**EXTRACTED DATA:**
* * *
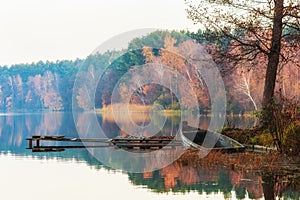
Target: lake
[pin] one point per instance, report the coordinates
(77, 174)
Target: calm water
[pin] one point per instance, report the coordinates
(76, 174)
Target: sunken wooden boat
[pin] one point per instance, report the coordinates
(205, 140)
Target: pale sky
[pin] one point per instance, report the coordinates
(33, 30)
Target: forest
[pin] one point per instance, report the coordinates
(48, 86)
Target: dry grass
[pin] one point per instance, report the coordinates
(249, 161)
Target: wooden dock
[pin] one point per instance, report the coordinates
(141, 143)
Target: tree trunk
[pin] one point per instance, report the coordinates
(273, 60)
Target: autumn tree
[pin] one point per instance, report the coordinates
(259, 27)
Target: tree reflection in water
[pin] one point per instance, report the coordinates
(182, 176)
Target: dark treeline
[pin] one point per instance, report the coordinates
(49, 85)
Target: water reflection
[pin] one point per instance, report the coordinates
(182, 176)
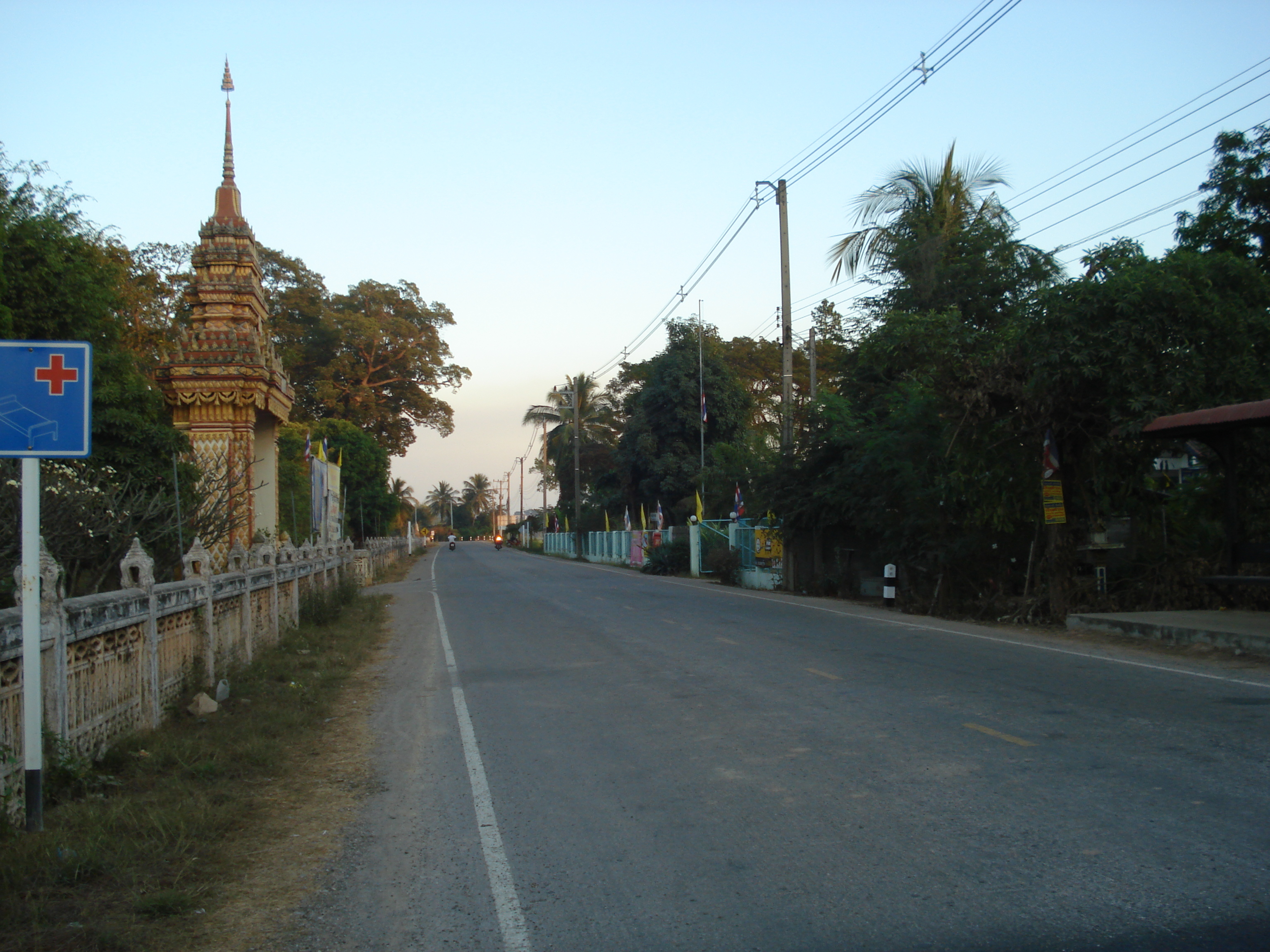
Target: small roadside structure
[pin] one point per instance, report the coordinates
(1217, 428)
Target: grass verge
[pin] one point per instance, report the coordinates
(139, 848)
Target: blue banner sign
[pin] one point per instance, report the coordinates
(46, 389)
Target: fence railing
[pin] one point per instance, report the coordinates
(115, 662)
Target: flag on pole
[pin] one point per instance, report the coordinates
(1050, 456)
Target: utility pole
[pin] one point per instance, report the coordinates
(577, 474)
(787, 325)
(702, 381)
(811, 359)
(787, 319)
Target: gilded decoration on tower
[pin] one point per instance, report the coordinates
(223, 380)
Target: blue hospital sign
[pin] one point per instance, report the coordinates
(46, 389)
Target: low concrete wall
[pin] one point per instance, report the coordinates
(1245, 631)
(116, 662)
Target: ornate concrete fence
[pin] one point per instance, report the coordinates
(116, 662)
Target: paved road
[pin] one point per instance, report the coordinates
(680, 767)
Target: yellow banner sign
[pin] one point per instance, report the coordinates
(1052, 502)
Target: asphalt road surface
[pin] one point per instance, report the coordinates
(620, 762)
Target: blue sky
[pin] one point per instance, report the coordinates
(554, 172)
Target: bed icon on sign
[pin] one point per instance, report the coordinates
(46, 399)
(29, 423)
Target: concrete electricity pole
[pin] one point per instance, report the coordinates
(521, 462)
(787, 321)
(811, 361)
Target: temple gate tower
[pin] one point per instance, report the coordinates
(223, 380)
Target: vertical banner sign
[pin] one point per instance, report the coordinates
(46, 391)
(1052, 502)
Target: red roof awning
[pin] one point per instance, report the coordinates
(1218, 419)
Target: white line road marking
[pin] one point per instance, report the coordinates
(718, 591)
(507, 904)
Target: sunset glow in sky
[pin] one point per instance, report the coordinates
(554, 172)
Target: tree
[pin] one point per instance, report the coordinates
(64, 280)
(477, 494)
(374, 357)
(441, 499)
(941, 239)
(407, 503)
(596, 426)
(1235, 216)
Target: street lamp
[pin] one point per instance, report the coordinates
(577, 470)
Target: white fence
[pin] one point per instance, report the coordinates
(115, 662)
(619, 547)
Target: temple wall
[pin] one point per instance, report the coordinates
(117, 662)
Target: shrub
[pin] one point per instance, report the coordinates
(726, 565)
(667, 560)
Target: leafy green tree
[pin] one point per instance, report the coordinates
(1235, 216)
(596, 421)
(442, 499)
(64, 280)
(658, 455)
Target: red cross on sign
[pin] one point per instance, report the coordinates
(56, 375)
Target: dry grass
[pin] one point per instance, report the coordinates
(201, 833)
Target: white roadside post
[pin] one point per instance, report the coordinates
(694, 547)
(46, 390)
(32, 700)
* * *
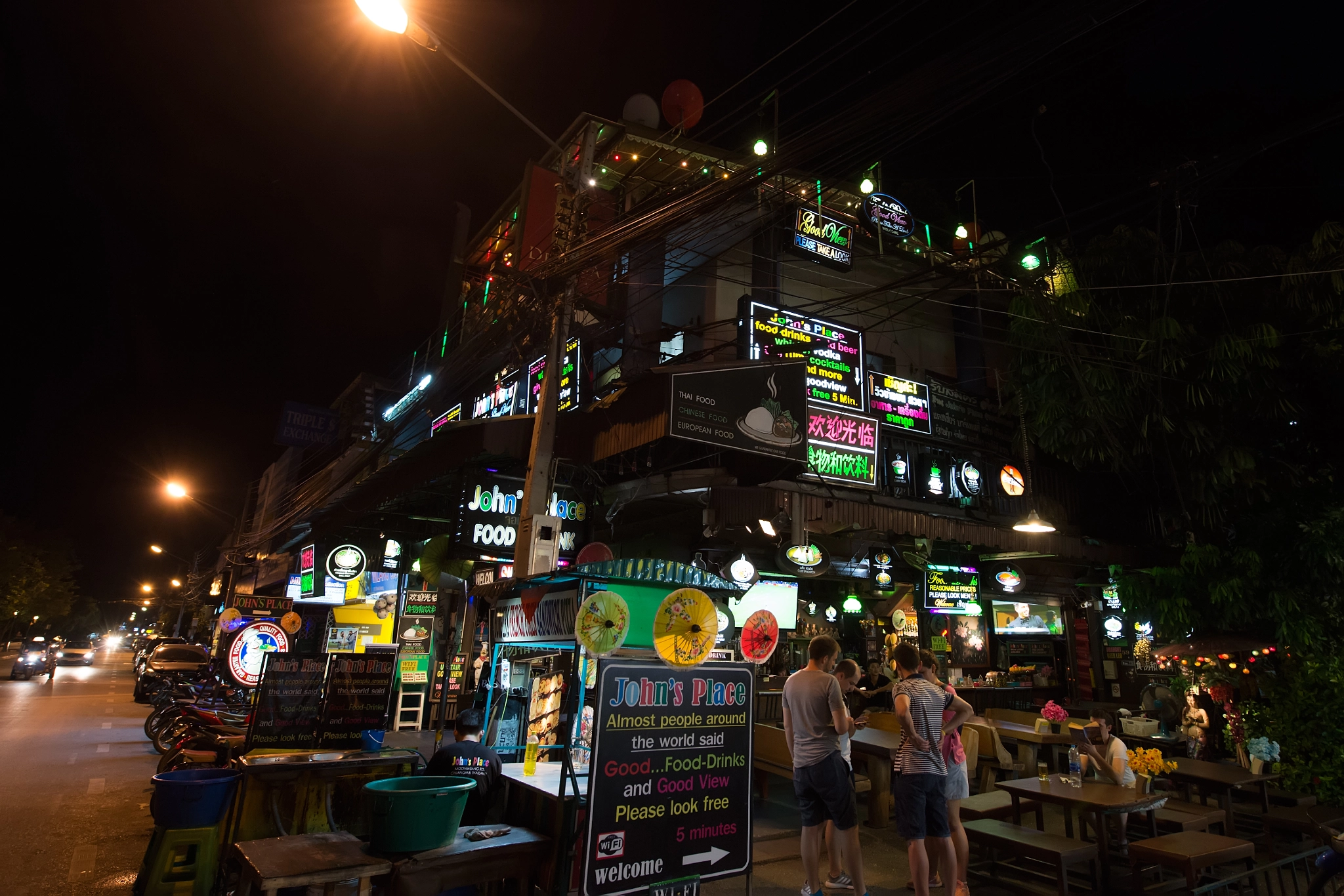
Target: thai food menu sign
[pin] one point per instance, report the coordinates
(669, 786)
* * *
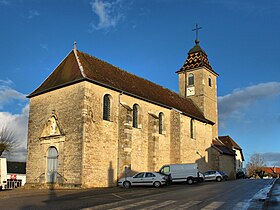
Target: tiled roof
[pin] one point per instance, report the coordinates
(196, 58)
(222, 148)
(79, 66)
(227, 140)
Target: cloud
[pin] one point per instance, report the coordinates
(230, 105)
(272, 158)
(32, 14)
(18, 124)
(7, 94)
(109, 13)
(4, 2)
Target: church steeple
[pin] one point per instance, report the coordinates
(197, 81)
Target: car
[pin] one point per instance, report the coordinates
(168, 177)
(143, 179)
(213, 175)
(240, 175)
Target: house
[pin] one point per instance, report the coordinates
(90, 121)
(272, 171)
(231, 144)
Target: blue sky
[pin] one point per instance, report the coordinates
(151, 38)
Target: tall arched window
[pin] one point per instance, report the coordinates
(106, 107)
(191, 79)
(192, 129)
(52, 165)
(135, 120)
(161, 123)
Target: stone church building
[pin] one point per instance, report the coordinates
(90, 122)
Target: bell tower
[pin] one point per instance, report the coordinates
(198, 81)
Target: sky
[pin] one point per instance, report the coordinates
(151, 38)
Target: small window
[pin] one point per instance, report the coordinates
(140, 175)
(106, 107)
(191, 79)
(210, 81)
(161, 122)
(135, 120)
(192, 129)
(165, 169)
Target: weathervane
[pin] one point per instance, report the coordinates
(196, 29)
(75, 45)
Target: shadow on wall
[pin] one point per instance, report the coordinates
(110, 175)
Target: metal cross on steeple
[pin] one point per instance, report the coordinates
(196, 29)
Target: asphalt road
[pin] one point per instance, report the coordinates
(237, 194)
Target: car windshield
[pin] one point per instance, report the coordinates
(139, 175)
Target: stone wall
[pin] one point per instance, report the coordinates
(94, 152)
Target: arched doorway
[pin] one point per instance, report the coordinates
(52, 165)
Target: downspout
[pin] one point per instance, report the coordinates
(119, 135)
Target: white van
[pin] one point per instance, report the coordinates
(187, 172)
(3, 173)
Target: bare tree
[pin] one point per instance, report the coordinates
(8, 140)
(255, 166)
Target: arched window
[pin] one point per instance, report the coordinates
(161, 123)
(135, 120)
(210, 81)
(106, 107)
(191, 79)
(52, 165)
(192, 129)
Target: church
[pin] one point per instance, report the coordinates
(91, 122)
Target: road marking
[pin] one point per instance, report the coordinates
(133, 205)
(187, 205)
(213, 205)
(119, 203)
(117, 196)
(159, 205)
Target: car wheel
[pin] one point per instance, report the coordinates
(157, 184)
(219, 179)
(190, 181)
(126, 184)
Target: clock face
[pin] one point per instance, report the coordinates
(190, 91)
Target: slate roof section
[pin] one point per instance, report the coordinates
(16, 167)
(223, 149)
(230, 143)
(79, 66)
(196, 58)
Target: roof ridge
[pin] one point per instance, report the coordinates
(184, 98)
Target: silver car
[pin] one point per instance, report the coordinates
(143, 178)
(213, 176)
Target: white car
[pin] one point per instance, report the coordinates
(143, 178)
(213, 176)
* * *
**EXERCISE:**
Please pick out every line of the material above that contains the word "blue".

**THE OUTPUT:**
Target: blue banner sign
Target: blue hospital sign
Target: blue sky
Target: blue sky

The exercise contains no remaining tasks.